Friday, May 17, 2013

The Autobahn

As a kid I would hear a lot about the Autobahn in Germany, the road with no speed limits. For a long time I thought it was one special stretch of road. I didn't realize it was actually just the name for the highway system in Germany. I certainly didn't imagine I would be driving on the autobahn almost every day. And yet, here I am.

Last week I decided to make the plunge and switch German classes from the class I had been taking downtown to one much closer to where we live. The stress of taking David on the train 45+ minutes both ways on the train 3 times a week, plus switching trains and waiting for 5-20 minutes each time on the crowded platform was just getting to be too much for me. It was a hard decision because I'm having to repeat a whole bunch of the material (a whole book actually) now that I've switched classes, but still I think it's worth it. Alone, I find riding the subway to be about 5x more relaxing than driving. However, with a (sometimes very grumpy) two year old in tow, I find driving to be at least 5x more relaxing! It's so nice to just be able to buckle him in and then more or less not worry about him the rest of the way home. He can't hurt or offend anyone, and he's unlikely to get hurt himself.

Now that I've switched courses, I drive to my course 3 times a week. It only takes about 15-20 minutes to get there, and it's a really easy drive. So far I really enjoy driving in Germany. The first day I drove further than supermarket, I noticed a few differences/adjustments I needed to make. I was honked at 3 times in my first half hour of driving around, and since have not been honked at once. Most of the honking was due to impatience. Now that I know that, I try to be skippier with my merging and turning, and I haven't had any more problems.

• **Objectives**
**1)** Quote the section of the Autobahn post that opens with the words containing "Friday, May 17, 2013" and closes with "yet, here I am.".
**2)** According to the Autobahn post, how long does the drive to the new German course take?
**3)** Summarize the Autobahn post in two sentences.

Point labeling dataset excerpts
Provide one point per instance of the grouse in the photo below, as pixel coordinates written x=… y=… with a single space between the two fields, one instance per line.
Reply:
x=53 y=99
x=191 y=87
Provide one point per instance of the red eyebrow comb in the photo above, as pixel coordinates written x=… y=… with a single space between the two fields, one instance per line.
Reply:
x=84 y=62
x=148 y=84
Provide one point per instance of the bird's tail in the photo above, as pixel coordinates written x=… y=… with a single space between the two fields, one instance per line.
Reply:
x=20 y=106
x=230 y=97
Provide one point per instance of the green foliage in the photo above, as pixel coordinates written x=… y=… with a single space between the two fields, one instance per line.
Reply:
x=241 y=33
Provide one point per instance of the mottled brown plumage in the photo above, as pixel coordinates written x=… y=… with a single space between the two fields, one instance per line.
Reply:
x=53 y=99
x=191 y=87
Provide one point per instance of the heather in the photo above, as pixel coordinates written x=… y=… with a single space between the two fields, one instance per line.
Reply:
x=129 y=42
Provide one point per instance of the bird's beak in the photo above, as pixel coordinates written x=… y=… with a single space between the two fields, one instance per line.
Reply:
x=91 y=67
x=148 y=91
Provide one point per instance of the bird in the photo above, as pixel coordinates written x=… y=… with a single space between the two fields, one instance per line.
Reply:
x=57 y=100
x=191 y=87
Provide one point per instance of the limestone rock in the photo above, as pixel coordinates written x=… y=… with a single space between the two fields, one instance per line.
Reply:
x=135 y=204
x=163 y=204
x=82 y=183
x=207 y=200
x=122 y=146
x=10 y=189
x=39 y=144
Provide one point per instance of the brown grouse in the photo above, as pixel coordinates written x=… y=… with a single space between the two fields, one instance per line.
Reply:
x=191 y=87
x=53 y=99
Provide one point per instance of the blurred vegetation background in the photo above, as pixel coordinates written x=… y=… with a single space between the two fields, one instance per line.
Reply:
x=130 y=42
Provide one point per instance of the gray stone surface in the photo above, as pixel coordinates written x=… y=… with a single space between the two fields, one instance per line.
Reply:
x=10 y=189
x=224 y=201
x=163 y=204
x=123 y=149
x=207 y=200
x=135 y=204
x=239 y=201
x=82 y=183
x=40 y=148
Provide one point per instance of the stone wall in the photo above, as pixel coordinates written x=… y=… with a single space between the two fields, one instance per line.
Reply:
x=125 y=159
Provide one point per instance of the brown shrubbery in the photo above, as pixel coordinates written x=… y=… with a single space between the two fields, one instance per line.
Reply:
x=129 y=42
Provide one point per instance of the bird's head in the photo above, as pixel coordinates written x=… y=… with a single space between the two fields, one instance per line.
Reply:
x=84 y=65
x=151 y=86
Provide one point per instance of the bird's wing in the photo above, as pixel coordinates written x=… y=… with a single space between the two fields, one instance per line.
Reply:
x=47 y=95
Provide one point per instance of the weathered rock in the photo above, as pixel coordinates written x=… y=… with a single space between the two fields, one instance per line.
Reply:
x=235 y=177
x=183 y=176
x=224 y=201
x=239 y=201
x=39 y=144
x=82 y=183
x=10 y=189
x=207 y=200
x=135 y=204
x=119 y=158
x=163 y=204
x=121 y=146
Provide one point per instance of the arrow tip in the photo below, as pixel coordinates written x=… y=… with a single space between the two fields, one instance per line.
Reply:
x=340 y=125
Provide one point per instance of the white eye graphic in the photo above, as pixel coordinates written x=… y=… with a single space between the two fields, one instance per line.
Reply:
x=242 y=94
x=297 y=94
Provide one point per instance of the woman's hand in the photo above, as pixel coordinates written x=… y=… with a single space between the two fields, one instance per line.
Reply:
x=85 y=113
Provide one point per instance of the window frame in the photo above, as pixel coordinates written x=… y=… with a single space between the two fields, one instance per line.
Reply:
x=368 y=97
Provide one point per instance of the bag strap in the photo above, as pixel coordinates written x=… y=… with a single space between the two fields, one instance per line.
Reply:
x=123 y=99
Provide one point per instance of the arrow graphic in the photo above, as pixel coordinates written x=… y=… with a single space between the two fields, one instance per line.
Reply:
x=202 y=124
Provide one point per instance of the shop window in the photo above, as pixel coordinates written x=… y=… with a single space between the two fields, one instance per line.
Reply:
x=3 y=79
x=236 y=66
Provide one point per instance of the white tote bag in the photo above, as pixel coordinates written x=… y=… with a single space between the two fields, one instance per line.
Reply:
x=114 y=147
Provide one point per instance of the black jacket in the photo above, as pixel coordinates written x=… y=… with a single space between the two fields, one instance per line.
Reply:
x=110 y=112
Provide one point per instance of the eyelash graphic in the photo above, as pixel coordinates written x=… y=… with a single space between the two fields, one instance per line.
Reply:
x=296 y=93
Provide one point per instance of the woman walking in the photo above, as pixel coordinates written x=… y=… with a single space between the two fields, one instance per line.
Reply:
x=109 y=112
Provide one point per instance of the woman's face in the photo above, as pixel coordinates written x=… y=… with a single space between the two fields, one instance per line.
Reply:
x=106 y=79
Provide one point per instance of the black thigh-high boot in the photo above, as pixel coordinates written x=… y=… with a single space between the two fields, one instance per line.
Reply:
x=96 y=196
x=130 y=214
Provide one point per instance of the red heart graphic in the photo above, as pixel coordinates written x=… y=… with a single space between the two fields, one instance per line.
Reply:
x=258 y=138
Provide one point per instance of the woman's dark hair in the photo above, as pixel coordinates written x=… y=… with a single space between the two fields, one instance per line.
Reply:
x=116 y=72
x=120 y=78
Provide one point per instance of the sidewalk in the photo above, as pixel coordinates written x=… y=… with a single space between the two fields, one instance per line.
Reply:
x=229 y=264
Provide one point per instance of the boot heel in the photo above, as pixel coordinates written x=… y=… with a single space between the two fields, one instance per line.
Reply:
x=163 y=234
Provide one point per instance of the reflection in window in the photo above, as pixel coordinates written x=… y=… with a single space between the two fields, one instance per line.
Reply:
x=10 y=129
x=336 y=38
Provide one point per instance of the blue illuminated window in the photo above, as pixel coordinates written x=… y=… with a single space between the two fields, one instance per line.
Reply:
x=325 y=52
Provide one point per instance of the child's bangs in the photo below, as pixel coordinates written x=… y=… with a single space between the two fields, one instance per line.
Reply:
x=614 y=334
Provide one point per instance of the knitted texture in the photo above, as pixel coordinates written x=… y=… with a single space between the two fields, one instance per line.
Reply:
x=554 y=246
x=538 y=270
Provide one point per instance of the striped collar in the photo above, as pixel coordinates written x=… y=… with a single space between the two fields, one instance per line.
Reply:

• **Full solutions**
**1)**
Friday, May 17, 2013

The Autobahn

As a kid I would hear a lot about the Autobahn in Germany, the road with no speed limits. For a long time I thought it was one special stretch of road. I didn't realize it was actually just the name for the highway system in Germany. I certainly didn't imagine I would be driving on the autobahn almost every day. And yet, here I am.

**2)** About 15-20 minutes.

**3)** The writer switched from a downtown German class to one closer to home because taking a two-year-old on the train 45+ minutes each way three times a week had become too stressful, and now drives the easy 15-20 minutes to class three times a week. Driving in Germany has been enjoyable so far: after being honked at three times in the first half hour, mostly out of impatience, the writer started merging and turning more briskly and has had no further problems.